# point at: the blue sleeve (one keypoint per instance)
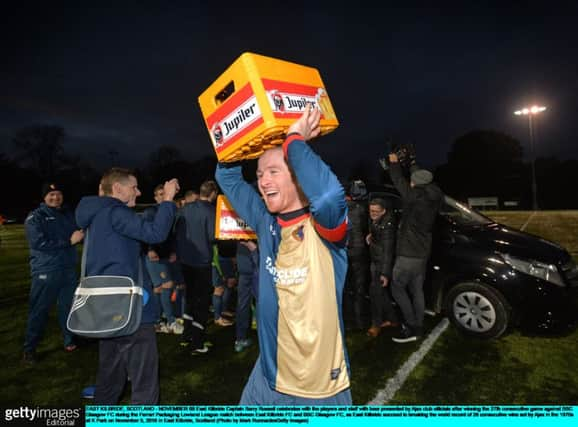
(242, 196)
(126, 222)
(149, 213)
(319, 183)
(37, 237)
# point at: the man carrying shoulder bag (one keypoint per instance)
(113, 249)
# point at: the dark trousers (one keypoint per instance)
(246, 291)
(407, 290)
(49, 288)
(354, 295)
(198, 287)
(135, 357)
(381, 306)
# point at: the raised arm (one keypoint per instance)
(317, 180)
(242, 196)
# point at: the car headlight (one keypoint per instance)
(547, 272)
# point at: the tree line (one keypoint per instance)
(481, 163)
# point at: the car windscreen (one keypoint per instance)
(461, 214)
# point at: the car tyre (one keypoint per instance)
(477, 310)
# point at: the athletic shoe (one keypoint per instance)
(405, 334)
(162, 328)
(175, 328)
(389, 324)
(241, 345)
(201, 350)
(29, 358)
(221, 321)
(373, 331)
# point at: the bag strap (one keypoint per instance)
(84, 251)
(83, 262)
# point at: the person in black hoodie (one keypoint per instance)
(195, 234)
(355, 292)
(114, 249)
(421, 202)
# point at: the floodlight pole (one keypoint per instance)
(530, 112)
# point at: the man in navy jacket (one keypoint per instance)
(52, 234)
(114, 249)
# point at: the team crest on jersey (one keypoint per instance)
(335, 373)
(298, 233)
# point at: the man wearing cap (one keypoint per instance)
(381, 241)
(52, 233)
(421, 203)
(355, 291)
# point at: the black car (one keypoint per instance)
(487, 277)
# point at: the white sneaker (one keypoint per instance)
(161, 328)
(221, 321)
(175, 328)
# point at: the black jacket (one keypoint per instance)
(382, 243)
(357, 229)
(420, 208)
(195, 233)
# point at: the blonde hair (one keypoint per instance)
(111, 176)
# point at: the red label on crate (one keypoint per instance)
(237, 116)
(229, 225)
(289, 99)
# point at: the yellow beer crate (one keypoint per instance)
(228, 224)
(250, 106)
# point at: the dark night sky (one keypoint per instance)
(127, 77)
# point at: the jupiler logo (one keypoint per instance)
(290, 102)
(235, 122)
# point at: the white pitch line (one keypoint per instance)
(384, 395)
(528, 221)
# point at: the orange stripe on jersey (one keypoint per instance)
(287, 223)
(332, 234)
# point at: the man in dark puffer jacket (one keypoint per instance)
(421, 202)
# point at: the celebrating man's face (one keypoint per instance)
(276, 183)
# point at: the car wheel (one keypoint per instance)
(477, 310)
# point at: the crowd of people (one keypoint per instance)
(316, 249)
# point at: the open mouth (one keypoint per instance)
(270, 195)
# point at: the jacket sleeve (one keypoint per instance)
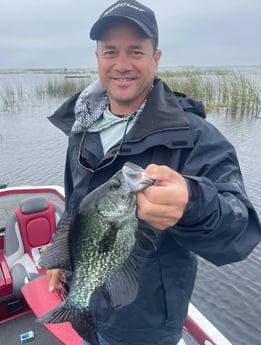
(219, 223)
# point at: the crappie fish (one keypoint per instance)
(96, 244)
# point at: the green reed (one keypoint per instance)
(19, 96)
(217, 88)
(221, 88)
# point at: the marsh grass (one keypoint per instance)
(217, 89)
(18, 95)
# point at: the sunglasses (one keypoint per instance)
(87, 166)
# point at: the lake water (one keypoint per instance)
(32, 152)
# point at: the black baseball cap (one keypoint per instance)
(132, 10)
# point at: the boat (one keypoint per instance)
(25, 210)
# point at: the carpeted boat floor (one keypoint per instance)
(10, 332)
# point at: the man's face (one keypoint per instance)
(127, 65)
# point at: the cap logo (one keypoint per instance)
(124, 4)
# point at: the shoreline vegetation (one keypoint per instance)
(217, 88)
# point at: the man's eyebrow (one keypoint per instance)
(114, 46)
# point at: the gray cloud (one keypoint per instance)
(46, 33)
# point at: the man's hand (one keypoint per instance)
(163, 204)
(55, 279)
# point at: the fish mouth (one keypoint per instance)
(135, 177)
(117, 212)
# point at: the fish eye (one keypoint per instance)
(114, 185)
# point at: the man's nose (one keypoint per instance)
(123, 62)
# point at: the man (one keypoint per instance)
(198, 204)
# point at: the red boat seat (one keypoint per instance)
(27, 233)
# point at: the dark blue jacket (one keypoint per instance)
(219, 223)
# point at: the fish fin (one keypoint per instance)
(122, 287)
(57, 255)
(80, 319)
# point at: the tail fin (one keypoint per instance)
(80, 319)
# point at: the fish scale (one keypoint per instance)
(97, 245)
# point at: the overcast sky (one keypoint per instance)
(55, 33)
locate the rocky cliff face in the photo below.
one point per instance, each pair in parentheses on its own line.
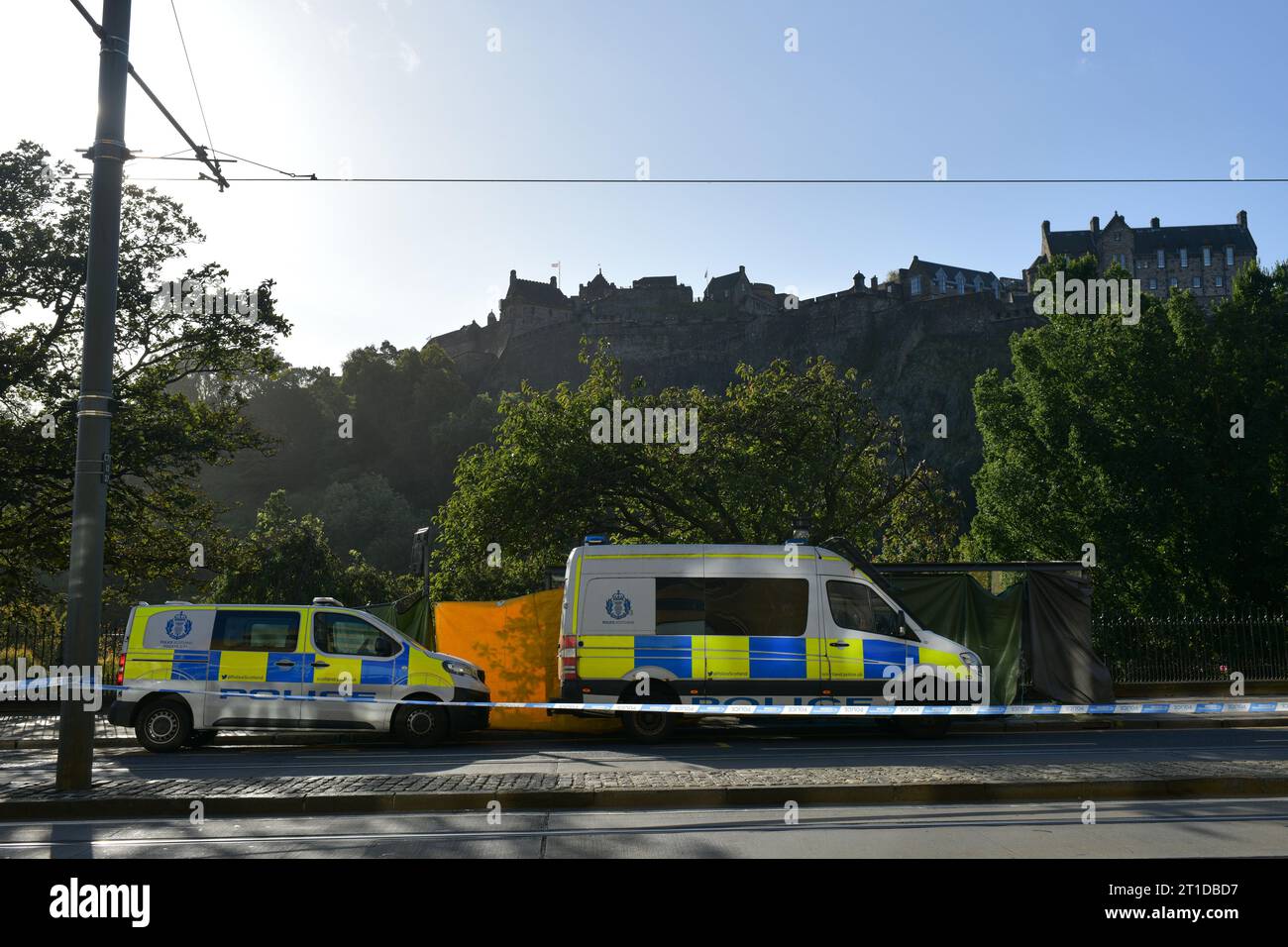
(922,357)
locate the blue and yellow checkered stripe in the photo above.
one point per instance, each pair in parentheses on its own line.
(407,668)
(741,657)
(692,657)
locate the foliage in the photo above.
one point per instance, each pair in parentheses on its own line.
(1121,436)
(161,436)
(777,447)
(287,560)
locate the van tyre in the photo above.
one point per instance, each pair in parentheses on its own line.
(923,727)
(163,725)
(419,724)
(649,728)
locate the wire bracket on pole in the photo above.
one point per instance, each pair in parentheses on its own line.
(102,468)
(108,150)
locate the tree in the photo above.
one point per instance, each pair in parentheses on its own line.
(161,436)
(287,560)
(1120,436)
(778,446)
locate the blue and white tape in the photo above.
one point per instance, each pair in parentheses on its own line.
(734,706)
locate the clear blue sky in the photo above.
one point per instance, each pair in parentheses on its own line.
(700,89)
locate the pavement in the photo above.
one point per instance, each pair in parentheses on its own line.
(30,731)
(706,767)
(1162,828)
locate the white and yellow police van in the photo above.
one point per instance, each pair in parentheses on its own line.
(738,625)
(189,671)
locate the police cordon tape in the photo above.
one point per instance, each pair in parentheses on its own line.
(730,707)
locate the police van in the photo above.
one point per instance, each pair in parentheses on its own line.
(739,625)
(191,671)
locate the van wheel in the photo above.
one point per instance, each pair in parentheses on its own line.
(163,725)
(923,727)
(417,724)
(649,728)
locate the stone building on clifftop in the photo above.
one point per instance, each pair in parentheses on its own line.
========================================
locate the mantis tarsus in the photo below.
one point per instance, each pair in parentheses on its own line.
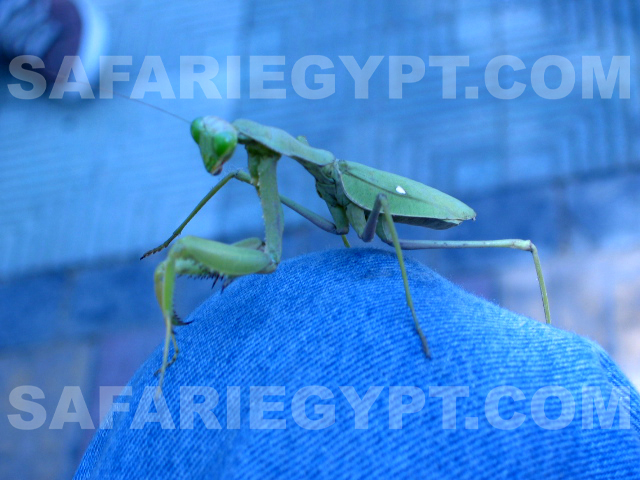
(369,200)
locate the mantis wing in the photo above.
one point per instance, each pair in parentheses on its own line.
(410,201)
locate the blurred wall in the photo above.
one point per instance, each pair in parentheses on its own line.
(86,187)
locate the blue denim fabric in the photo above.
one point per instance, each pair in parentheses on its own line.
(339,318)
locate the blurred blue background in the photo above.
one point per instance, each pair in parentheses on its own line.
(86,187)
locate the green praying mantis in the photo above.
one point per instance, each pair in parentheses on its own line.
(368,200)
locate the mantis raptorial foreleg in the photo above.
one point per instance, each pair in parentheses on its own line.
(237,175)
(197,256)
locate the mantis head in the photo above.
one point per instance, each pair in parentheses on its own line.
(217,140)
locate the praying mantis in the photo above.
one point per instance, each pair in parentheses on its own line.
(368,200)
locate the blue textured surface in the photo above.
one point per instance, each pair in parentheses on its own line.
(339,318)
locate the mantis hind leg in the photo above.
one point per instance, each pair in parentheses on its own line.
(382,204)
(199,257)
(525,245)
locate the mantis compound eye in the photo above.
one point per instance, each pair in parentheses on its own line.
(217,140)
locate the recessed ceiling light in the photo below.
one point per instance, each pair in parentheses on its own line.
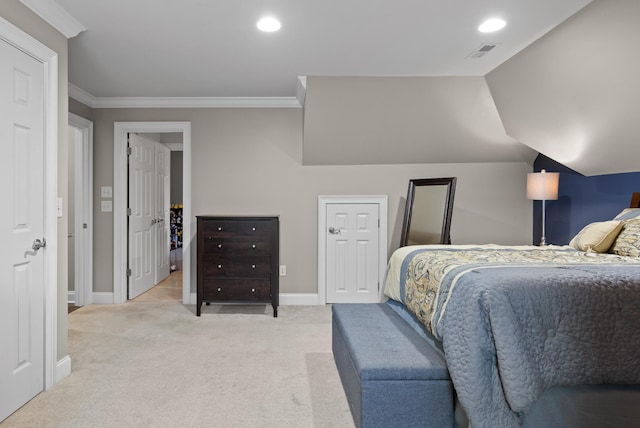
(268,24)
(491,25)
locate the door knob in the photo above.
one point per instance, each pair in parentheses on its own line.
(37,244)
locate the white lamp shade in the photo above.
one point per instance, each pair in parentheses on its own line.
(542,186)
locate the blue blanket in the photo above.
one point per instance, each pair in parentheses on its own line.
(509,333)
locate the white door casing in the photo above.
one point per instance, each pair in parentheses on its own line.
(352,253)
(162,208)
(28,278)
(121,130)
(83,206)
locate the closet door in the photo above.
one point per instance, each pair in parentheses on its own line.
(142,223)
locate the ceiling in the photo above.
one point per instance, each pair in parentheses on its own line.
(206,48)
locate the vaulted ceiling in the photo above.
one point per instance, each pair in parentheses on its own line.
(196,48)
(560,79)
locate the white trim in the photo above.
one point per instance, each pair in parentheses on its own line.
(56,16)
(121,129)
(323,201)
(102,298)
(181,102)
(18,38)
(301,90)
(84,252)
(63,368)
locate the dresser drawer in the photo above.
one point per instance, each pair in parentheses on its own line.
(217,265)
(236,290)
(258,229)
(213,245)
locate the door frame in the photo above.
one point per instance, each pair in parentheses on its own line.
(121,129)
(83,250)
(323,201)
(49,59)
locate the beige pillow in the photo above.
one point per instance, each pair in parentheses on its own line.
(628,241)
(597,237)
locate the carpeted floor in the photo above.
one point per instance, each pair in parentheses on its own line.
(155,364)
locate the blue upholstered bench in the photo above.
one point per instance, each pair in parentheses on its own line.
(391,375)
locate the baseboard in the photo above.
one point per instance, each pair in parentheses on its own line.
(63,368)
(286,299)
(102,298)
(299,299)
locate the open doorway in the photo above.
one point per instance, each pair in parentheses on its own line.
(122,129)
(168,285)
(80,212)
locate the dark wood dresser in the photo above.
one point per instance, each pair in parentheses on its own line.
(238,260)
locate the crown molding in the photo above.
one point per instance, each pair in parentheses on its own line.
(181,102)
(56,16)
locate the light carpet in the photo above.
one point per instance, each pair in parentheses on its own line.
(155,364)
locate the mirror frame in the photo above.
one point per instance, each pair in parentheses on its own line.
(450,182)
========================================
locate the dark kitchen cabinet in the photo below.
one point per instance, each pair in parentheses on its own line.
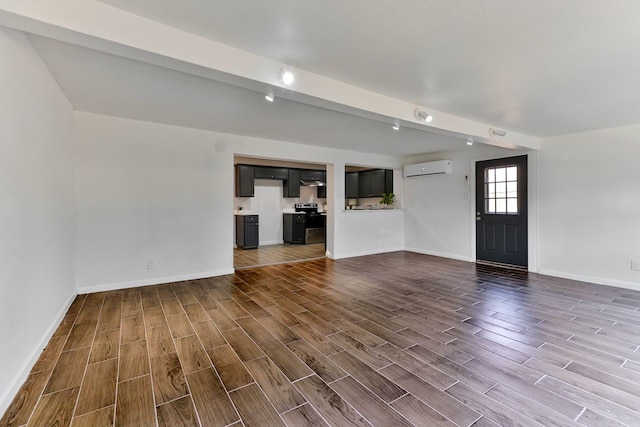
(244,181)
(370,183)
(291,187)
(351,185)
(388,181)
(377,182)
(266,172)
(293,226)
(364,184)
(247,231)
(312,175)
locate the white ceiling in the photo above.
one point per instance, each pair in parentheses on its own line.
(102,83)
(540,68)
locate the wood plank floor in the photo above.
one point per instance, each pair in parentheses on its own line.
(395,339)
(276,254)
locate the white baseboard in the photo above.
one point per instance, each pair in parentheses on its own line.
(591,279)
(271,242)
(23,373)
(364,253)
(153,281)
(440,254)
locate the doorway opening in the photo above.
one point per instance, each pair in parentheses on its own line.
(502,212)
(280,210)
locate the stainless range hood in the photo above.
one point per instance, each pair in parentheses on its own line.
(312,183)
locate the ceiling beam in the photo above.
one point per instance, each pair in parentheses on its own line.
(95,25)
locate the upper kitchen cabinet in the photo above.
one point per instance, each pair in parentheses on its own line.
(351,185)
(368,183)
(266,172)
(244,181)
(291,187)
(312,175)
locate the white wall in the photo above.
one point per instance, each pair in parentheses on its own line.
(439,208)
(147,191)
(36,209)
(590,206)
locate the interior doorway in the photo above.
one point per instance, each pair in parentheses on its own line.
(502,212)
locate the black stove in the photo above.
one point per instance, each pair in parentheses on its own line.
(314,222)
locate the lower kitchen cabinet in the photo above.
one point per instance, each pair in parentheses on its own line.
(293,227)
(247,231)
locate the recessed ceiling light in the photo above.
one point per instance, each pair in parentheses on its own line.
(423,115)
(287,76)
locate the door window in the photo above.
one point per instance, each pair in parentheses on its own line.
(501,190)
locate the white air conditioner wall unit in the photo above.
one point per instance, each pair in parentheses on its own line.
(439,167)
========================================
GIVEN REQUEST: List every line of the data above that contains the word "tree", copying each such line in full.

THE OUTPUT:
# point at: the tree line (one keypoint per instance)
locate the tree in the photo above.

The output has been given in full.